** begin Data section **
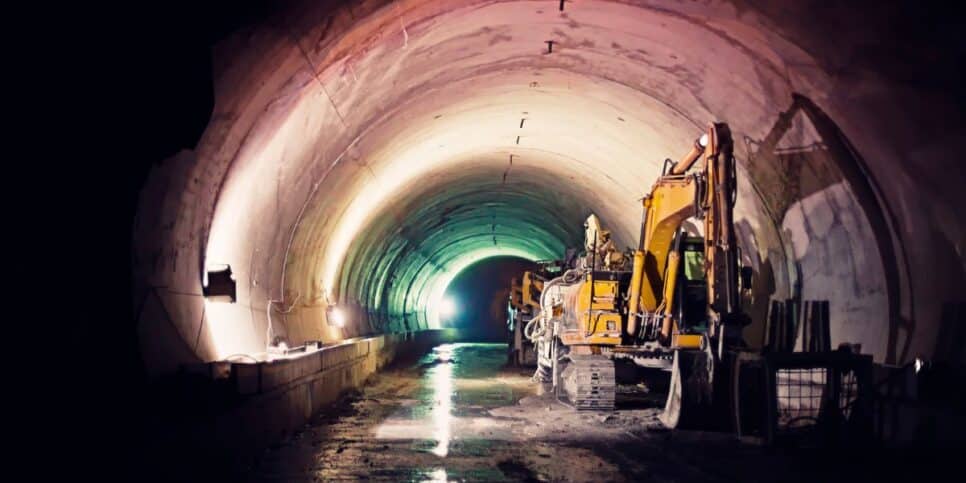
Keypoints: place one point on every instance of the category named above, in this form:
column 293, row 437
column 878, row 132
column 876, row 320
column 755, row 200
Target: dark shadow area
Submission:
column 481, row 294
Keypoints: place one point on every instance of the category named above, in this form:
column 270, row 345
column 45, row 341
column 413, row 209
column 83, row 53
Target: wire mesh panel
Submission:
column 815, row 396
column 800, row 393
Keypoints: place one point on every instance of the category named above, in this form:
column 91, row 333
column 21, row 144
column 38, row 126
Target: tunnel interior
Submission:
column 382, row 156
column 362, row 155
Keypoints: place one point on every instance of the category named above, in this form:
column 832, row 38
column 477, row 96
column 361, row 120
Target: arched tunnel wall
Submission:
column 364, row 152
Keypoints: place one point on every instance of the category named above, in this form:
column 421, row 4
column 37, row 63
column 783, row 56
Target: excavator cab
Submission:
column 691, row 300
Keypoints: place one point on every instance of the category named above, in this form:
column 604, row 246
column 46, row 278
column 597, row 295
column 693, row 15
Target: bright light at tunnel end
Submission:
column 447, row 308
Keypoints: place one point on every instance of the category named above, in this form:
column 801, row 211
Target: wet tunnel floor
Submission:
column 460, row 415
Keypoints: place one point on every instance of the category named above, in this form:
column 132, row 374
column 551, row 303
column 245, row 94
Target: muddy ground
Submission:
column 459, row 414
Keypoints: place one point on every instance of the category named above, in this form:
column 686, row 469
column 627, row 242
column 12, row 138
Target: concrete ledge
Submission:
column 278, row 397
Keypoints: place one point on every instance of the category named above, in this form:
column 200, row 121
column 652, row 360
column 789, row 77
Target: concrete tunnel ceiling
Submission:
column 364, row 153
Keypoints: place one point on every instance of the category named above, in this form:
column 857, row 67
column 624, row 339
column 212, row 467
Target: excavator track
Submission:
column 588, row 381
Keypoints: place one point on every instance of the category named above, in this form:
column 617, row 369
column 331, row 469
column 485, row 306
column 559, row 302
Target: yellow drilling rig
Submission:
column 671, row 304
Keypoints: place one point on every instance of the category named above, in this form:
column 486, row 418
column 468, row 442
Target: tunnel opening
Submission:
column 379, row 159
column 482, row 294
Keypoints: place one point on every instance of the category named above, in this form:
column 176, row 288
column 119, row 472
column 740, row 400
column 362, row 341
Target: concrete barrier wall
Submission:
column 276, row 398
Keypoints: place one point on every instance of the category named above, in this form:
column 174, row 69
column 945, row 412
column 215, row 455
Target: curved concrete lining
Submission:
column 363, row 154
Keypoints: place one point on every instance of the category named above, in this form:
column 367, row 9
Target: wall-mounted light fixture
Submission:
column 335, row 316
column 218, row 284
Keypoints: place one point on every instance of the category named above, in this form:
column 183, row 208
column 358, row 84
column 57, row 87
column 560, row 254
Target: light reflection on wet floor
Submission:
column 460, row 415
column 460, row 382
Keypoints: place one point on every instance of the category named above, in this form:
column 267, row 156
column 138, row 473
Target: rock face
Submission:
column 364, row 154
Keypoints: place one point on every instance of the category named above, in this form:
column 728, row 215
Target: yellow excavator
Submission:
column 671, row 304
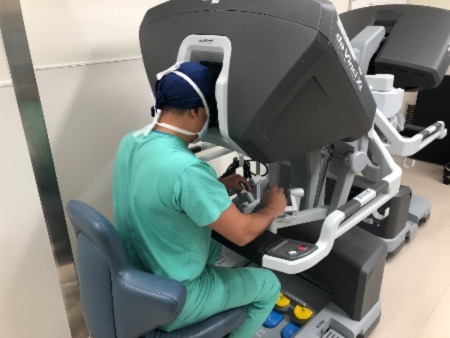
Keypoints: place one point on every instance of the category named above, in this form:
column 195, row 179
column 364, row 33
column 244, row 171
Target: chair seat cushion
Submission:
column 216, row 326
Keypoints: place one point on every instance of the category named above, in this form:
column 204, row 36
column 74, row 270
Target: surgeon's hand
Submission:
column 235, row 182
column 275, row 201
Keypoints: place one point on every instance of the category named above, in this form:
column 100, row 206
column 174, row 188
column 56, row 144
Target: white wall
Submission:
column 4, row 70
column 341, row 5
column 87, row 110
column 30, row 299
column 433, row 3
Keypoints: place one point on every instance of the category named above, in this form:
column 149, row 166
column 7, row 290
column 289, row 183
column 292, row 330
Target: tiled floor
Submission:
column 415, row 294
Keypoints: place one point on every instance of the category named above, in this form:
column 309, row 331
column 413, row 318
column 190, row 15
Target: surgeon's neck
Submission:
column 182, row 122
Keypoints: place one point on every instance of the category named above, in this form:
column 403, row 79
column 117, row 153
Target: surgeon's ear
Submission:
column 194, row 113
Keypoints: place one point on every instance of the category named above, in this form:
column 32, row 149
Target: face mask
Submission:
column 201, row 134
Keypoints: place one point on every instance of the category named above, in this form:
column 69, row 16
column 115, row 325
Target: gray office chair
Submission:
column 120, row 301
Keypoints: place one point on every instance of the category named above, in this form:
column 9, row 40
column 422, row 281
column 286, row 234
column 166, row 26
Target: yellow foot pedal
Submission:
column 283, row 302
column 302, row 314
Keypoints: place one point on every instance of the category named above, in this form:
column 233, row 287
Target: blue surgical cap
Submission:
column 174, row 91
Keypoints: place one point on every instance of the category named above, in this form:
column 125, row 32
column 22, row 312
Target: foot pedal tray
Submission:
column 332, row 334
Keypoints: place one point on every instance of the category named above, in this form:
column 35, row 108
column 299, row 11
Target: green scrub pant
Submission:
column 218, row 289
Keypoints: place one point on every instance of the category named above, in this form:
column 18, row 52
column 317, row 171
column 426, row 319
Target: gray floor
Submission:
column 415, row 294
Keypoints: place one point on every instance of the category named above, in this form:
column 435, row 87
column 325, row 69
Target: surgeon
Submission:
column 167, row 202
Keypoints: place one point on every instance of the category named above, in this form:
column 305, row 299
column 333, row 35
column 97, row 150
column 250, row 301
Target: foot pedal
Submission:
column 332, row 334
column 282, row 303
column 273, row 320
column 290, row 330
column 302, row 314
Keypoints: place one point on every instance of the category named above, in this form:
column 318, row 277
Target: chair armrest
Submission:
column 143, row 302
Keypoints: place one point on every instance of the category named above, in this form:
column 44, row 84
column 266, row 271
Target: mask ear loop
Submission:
column 148, row 128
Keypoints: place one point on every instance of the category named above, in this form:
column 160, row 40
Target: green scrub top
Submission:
column 164, row 198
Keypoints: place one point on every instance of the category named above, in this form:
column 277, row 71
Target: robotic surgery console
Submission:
column 289, row 81
column 416, row 48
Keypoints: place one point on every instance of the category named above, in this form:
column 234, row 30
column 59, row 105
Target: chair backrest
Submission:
column 118, row 301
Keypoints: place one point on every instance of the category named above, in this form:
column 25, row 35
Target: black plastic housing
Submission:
column 294, row 84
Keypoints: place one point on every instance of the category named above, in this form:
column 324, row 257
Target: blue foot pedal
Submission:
column 273, row 320
column 289, row 330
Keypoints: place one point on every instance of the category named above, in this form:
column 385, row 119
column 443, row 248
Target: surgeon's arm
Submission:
column 241, row 228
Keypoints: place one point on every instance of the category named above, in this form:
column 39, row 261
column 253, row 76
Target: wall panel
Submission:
column 30, row 297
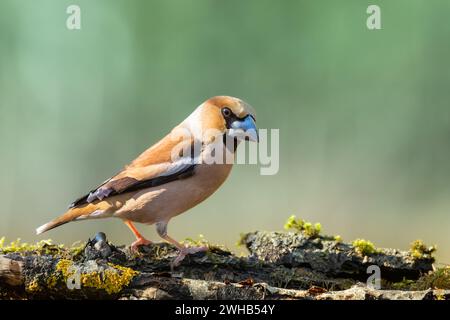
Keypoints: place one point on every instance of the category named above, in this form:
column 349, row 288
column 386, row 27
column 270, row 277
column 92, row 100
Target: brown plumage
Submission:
column 173, row 175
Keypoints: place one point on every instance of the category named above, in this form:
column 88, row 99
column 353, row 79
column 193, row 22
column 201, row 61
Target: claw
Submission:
column 184, row 252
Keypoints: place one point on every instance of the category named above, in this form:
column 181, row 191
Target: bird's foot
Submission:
column 184, row 251
column 139, row 242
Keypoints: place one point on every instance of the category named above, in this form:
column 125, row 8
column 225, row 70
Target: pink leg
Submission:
column 161, row 228
column 140, row 240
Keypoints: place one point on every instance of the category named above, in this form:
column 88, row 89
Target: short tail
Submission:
column 88, row 211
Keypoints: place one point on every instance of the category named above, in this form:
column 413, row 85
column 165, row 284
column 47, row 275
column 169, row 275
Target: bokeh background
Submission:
column 364, row 116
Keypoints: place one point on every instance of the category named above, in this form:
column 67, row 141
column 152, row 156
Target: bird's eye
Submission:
column 226, row 112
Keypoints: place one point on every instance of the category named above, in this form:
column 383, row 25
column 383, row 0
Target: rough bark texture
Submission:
column 279, row 266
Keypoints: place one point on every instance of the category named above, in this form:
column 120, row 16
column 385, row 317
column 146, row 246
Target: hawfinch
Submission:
column 175, row 174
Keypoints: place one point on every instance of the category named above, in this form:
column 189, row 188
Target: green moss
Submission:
column 419, row 250
column 300, row 225
column 111, row 280
column 364, row 247
column 202, row 242
column 41, row 247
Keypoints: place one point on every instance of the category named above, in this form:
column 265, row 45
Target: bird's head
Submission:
column 227, row 116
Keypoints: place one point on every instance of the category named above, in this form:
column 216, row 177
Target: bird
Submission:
column 174, row 175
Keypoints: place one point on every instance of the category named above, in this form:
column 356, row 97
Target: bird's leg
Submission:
column 161, row 228
column 140, row 240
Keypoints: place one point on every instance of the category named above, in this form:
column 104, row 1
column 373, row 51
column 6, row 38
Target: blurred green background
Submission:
column 364, row 116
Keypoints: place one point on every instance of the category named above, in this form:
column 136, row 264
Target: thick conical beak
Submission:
column 245, row 129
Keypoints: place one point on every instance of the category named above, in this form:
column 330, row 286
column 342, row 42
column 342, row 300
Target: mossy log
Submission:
column 104, row 271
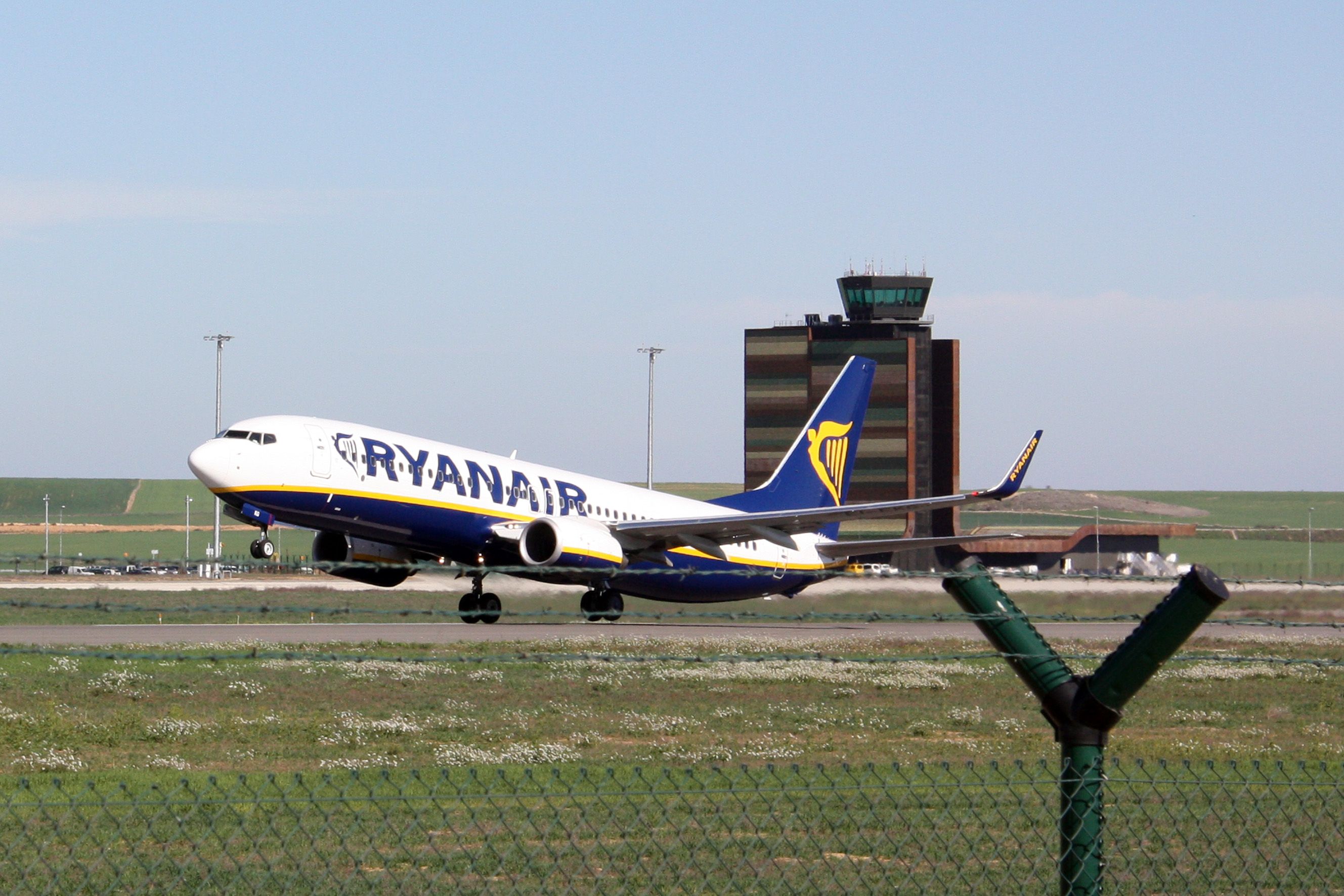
** end Data section **
__Job__: Count the lines of the material above that contain the word "light", and reply with the number alone.

__Task solution__: 3